> [TEXTE PRÉSENTÉ]:
________________

LE CINÉMA ET LES FAITS-DIVERS ont fait la célébrité des "go-fast", ces convois de puissantes "berlines allemandes" dont on ne citera pas la marque pour ne pas faire de peine à Mercédès ou Audi... La méthode est connue : une voiture fonce en éclaireur suivie de la "mule" chargée de drogue qui efface les frontières à grande vitesse à travers les autoroutes. Le procédé a fait école - peut-être est-ce l'inverse - en Afrique du Nord et de l'Ouest où la drogue est remplacée par l'essence. Le yoyo des prix du pétrole a engendré ce "nouveau commerce" qui, par ricochets, fait vivre des centaines de milliers de familles du continent noir. Et là encore, on retrouve l'effet de la moto chinoise à bas prix.

LE BÉNIN EST UN PETIT PAYS tout en longueur sur le golfe de Guinée, coincé entre le Togo à l'ouest et l'immense Nigéria, le plus peuplé des pays d'Afrique (195 millions d'habitants). Lequel est au douzième rang mondial des producteurs de pétrole mais au cinquantième rang des consommateurs (sur 200).  

C'est la Shell, groupe anglo-néerlandais, qui exploite ce pétrole depuis plusieurs décennies, avec des infrastructures aujourd'hui déficientes. Vieillissantes et usées par la corrosion, peu voire pas entretenues, elle provoquent des marées noires permanentes dans le delta du Niger. Le poison gluant, qui fait la fortune du pays, a envahit les terres agricoles et les mangroves où l'on patauge littéralement dans le "brut". Sauf les poissons qui en meurent, ruinant les pêcheurs forcés à l'exil vers les villes... La Shell, bien sûr, a promis de réparer les dégâts à coups de milliards de dollars...

En attendant, au Nigéria des pirates des oléoducs se sont auto-proclamés raffineurs de pétrole avec des procédés aussi archaïques que dangereux. Leur production sauvage n'est pas de première qualité, mais son prix extrêmement bas a généré un trafic qui structure une bonne partie de l'économie béninoise.

Sommairement raffiné, "l'or noir" devenu kpayo (contrefaction, ersatz) est ensuite acheminé par divers moyens de transport dont les "zemidjans" qui ont proliféré tant au Nigéria qu'au Bénin. Avec peu de ressources naturelles (coton), ce dernier bénéficie de l'activité de son grand port de Cotonou, point d'accès à l'océan très utilisé par Lagos, proche capitale économique du Nigéria.                                                                               (Les zemidjans : "emmène-moi vite", ou zems : taxis-motos. Pour la seule ville de Cotonou, ils étaient 150 000 en 2016)

Au Nigéria, le kpayo remplit des bidons de 20 à 50 litres qui sont ensuite chargés sur des motos, lesquelles vont filer vers le Bénin de façon plus ou moins clandestine. Les rares points de contrôle officiels sont faciles à éviter sur une frontière de plus de 780 km de long (Photo equaltimes.org).

Au prix de quelques centimes d'euros prélevés par les préposés à la... surveillance du territoire, le risque financier n'est pas excessif. Surtout comparé au bénéfice que rapporte chaque litre de kpayo vendu aux environs de 400 francs CFA au lieu des 565 FCFA à la pompe officielle (les prix varient de quelques FCFA selon la raréfaction ou l'abondance des livraisons).

________________

> [JEU D'ENREGISTREMENTS]:
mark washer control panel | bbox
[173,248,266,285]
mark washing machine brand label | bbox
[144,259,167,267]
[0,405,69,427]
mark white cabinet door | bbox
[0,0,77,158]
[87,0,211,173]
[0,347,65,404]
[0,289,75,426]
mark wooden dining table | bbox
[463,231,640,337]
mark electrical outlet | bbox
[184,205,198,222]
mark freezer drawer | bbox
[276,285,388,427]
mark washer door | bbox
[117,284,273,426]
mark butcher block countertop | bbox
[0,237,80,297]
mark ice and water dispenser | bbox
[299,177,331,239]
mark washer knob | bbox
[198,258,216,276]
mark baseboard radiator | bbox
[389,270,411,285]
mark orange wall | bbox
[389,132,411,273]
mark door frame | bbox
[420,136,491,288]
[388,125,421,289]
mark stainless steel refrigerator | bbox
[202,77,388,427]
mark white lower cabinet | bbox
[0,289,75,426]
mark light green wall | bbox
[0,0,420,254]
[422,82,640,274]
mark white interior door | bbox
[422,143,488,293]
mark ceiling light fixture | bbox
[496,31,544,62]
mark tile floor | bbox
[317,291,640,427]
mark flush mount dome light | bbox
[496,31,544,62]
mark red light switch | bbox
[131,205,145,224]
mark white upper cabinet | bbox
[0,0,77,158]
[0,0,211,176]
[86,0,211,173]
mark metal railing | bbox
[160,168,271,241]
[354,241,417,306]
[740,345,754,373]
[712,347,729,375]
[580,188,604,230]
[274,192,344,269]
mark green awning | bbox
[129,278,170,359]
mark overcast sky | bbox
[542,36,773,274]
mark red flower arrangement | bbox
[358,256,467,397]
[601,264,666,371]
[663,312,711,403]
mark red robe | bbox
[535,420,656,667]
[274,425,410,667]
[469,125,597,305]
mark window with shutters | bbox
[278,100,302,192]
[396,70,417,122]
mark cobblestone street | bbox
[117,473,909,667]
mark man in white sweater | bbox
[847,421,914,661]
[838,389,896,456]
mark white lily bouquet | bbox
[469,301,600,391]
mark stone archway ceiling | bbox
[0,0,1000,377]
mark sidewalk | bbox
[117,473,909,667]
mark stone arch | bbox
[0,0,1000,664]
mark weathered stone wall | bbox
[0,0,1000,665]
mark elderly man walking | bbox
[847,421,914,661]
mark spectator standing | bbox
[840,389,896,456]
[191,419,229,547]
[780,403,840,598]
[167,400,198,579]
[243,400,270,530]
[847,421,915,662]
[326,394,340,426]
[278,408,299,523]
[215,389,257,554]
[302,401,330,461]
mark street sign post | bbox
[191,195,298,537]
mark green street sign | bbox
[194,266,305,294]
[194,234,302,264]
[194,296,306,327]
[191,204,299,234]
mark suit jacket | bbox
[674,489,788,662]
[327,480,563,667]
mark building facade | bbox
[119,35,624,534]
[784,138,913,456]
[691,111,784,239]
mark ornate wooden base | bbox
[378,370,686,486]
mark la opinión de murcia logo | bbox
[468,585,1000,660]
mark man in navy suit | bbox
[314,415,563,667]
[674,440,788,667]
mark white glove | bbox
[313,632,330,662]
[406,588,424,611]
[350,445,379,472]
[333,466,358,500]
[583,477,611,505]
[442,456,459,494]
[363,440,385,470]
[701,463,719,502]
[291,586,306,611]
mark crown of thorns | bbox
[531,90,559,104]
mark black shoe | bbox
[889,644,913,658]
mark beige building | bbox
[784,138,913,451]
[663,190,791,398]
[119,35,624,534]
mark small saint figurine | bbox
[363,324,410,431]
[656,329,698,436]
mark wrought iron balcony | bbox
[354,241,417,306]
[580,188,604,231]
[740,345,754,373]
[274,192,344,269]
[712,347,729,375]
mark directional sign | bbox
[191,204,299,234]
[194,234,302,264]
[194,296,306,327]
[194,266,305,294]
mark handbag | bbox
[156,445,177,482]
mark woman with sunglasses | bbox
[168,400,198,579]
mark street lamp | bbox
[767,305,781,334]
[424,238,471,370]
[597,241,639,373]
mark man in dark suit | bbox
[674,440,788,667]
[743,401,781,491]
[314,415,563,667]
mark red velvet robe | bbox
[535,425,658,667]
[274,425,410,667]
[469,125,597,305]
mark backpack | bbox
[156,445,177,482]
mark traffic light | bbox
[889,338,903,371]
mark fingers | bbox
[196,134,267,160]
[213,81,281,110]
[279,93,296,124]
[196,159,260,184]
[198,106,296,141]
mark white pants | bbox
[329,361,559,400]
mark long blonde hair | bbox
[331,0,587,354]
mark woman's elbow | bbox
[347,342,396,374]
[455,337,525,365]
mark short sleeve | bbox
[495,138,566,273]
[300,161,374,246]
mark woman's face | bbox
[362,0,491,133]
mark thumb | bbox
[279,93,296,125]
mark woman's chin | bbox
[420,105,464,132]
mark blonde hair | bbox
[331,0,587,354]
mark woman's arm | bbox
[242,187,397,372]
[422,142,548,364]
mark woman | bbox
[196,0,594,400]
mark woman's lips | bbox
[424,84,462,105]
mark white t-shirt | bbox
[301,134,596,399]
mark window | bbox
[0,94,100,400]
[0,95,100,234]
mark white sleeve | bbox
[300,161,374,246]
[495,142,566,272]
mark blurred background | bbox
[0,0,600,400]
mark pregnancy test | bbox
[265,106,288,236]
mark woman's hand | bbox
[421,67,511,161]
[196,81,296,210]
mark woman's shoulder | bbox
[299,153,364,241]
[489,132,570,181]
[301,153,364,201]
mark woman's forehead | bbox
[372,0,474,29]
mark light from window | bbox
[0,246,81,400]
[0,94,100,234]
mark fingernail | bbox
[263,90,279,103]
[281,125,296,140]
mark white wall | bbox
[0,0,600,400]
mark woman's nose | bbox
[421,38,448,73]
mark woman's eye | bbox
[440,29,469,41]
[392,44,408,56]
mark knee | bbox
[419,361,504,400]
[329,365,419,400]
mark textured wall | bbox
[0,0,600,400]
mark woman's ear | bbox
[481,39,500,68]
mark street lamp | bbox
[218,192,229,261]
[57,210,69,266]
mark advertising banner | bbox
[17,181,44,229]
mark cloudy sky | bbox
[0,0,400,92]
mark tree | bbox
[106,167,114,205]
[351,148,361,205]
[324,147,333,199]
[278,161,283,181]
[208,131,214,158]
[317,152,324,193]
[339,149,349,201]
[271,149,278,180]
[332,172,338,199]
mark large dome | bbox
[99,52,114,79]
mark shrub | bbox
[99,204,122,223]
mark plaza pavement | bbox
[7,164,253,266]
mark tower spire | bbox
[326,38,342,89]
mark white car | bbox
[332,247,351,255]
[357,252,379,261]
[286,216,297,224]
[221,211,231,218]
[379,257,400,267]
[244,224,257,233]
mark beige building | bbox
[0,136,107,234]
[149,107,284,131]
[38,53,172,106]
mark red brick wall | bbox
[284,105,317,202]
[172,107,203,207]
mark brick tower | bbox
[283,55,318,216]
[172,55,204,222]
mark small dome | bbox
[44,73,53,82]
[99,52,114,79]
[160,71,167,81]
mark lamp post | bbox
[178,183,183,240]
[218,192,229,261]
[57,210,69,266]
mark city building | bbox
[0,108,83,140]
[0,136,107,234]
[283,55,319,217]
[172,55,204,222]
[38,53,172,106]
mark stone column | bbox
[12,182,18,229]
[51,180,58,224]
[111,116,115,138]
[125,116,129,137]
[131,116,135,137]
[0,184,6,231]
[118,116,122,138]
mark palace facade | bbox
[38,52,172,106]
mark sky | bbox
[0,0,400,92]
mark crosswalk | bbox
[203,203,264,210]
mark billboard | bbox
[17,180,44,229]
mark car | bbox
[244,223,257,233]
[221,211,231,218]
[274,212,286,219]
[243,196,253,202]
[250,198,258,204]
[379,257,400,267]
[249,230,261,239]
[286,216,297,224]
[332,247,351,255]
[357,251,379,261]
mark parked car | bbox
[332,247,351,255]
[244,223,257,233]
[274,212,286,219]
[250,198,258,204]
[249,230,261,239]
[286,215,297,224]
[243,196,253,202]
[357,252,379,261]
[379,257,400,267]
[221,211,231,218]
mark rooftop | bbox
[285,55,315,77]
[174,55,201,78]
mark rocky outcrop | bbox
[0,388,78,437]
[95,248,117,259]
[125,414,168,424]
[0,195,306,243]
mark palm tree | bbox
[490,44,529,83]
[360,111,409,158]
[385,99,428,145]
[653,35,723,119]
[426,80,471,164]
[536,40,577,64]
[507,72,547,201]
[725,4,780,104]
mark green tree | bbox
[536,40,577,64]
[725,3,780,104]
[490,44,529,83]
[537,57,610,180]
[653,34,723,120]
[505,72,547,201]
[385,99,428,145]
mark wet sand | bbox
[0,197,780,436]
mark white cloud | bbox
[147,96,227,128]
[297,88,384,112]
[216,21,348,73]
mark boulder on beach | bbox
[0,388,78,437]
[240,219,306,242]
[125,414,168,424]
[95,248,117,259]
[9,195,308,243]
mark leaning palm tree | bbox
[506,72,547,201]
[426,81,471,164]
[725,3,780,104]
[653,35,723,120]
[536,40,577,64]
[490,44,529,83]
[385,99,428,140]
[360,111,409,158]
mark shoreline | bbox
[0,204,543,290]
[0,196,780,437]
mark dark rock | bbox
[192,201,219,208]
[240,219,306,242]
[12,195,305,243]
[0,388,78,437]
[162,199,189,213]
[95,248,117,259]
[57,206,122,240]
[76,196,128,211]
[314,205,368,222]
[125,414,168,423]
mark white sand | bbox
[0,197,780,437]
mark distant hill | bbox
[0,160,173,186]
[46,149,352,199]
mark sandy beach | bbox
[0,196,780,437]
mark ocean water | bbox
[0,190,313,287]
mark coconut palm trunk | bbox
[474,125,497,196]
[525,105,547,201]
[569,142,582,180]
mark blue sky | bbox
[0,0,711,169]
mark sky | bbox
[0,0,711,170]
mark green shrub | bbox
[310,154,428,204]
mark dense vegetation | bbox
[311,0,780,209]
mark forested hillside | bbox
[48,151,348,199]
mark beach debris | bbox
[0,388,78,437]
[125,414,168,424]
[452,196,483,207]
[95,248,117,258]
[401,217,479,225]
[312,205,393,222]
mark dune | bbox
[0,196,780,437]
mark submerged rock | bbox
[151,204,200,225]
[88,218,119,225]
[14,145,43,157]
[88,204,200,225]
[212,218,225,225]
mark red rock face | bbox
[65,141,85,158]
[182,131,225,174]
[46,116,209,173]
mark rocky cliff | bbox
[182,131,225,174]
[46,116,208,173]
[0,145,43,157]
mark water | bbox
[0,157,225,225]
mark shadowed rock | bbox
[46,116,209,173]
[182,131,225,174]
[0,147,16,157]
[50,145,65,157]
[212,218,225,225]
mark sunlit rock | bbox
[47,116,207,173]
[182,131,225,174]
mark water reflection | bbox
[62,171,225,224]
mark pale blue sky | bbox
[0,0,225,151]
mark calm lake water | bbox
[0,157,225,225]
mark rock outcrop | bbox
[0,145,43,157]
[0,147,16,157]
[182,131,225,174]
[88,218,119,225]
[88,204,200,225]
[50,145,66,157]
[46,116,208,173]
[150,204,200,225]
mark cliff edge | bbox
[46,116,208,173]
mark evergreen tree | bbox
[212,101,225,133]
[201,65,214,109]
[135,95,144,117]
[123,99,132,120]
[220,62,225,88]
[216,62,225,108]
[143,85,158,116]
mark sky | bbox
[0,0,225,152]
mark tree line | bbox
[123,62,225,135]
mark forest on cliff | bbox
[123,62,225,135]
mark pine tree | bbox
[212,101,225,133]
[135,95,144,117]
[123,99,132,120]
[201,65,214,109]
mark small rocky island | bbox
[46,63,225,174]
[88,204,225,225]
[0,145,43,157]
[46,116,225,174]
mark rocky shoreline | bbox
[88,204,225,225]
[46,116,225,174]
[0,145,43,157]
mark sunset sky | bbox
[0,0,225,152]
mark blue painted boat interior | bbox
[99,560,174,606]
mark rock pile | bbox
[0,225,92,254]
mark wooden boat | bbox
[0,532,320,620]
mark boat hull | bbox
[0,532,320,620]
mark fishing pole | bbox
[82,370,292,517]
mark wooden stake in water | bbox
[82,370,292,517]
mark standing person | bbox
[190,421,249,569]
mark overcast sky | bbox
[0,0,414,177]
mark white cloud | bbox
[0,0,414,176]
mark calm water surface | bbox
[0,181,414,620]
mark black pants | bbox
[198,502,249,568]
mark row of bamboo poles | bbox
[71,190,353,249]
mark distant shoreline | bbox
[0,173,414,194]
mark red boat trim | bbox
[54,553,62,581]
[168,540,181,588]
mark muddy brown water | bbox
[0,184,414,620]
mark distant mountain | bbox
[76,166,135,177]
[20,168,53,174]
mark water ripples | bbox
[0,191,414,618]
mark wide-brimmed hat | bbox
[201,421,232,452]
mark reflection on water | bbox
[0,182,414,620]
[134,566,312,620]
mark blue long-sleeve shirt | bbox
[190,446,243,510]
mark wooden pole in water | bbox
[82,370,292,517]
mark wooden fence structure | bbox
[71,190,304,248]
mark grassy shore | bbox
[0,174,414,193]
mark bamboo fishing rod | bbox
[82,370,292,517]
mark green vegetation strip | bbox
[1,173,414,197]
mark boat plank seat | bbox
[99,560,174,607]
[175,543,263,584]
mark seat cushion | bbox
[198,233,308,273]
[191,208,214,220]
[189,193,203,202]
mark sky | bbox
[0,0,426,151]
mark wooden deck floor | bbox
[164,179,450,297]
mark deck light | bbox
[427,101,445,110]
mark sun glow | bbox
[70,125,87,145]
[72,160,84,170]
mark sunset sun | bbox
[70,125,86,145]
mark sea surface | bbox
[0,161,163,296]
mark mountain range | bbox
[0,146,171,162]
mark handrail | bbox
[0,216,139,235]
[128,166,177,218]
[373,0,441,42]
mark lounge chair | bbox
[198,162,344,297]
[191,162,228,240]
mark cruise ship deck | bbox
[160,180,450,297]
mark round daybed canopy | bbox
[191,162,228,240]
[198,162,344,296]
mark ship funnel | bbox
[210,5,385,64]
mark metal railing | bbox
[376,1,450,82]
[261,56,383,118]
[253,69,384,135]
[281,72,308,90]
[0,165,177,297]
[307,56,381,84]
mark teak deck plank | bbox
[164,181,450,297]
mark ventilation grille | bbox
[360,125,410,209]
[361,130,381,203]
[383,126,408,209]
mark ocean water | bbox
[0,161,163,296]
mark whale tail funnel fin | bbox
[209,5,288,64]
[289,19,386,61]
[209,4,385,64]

________________

> [TÂCHE À ACCOMPLIR]:
Poursuivez le texte sur la contrebande d'essence entre le Nigéria et le Bénin à partir de sa dernière phrase. Les enregistrements n'ont aucun lien avec le texte.

> [RÉPONSE RÉDIGÉE]:
En route vers de nouvelles aventures, le "livreur" chargé de plusieurs centaines de litres d'un carburant potentiellement explosif va quitter les pistes pour rejoindre le bitume des villages puis celui des villes... Peu de risque financier, donc, mais un énorme risque humain car une chute ou la moindre étincelle peut faire exploser le chargement avec les conséquences qu'on imagine.

Tout au long de leur parcours de retour, les contrebandiers alimentent quelques petits détaillants qui débitent le précieux carburant au litre ou encore moins (Photo equaltimes.org)

Ces commerces sont tenus en général par des femmes ou des adolescents en rupture d'études ou victimes d'un chômage endémique qui touche 60 % d'entre eux (Photo pedagogie84). Si les affaires marchent bien, une famille peut espérer un gain de 150 à 200 euros par mois alors que le salaire moyen d'un fonctionnaire est d'environ 60 euros mensuels. Ces chiffres sont approximatifs, mais ils expliquent pourquoi plus de 200 000 personnes sont impliquées dans le trafic du kpayo au Bénin et en soutiennent l'économie.

Sur son chemin, le "livreur" croise des confrères qui font le trajet inverse du sien, allant au ravitaillement chargés de bidons vides comme en témoignent leur échafaudage brinquebalant (Photo pedagogie84).

Bien que parfaitement illégal, ce trafic a pignon sur rue tel cet "Ami des Pistons", rutilant de dames-jeannes ambrées et établi de façon durable au bord d'une route très fréquentée (Photo pedagogie84). Dans certaines villes, on a même vu ce genre d'installation en face d'un commissariat ou d'un poste de douanes...

L'autoroute Cotonou-Porto-Novo n'y échappe pas ! Mais le vendeur est prudent : il est installé derrière la barrière de sécurité...

Lorsqu'on n'a pas de moto, on cannibalise deux épaves de Vespa pour n'en faire qu'un... mais à 3 roues ! C'est une spécialité des "handicapés-mendiants" que cet équipage auquel on greffe un énorme réservoir bricolé de plusieurs centaines de litres, créant une redoutable bombe humaine. Le sachet d'arachides entre les dents est là pour se nourrir pendant le voyage...

"Compte tenu de notre handicap, les douaniers ne nous arrêtent pas au cours du trafic. Je suis fier de mon travail, car je ne suis plus obligé de me cacher comme dans la mendicité." déclare Codjo, 30 ans (yanous.com/news/) qui a trouvé ce travail grâce à son association Handisport.

Soumis à rude(s) épreuve(s), le Vespatriple demande quelques réparations qui peuvent aller jusqu'à la grosse chirurgie. Mais le mécanicien africain est connu pour savoir parer à toutes les éventualités, y compris les plus improbables.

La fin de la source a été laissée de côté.